• _Exercise passage_
The genomic era has provided an opportunity to address a fundamental question in genetics: which genetic loci are responsible for complex diseases and physiological differences we observe among individuals? Genome-wide association studies (GWA or GWAS), which identify significant correlations between genetic markers and phenotypes, have become the first step in answering this question. This is an exciting time for GWA, both because of the many reasonable candidate loci that are being identified and because of the opportunity to discover even more loci by applying computational techniques that make use of richer statistical models.

The statistical challenge in GWA is to find the few true cases, among thousands to millions of genetic markers, that associate with height, disease, gene expression, etc., when constrained by study sample sizes that are not particularly large. Members of our group develop scalable computational methods for tackling this problem and we also study the performance many techniques (or own and others) that are being proposed for this purpose. Recent projects include development of algorithms for multiple locus GWA analysis when simultaneously analyzing all markers in a GWA study, data mining techniques for incorporating factors that can improve study power, and methods that incorporate pedigree or breeding information, including classic linkage analysis and mixed model approaches. Our recent collaborative GWA analysis efforts have resulted in the discovery of candidate loci affecting gene expression in humans, diseases in dogs, and basic physiological traits in yeast and Drosophila (and more to come - see our recent publications).

• _Entries shown_
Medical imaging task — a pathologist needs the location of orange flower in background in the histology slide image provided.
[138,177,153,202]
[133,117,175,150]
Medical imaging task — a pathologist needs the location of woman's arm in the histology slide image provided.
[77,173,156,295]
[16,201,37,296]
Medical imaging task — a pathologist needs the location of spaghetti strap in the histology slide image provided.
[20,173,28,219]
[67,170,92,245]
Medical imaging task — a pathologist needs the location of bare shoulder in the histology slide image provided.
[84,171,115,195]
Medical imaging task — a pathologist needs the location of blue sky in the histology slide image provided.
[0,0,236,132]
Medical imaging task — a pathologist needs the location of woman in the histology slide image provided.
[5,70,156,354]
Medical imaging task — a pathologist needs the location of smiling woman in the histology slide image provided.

• _Exercise details_
According to the passage on genome-wide association studies, in which organisms did the group's collaborative analyses find candidate loci affecting basic physiological traits?

• _Task result_
Yeast and Drosophila.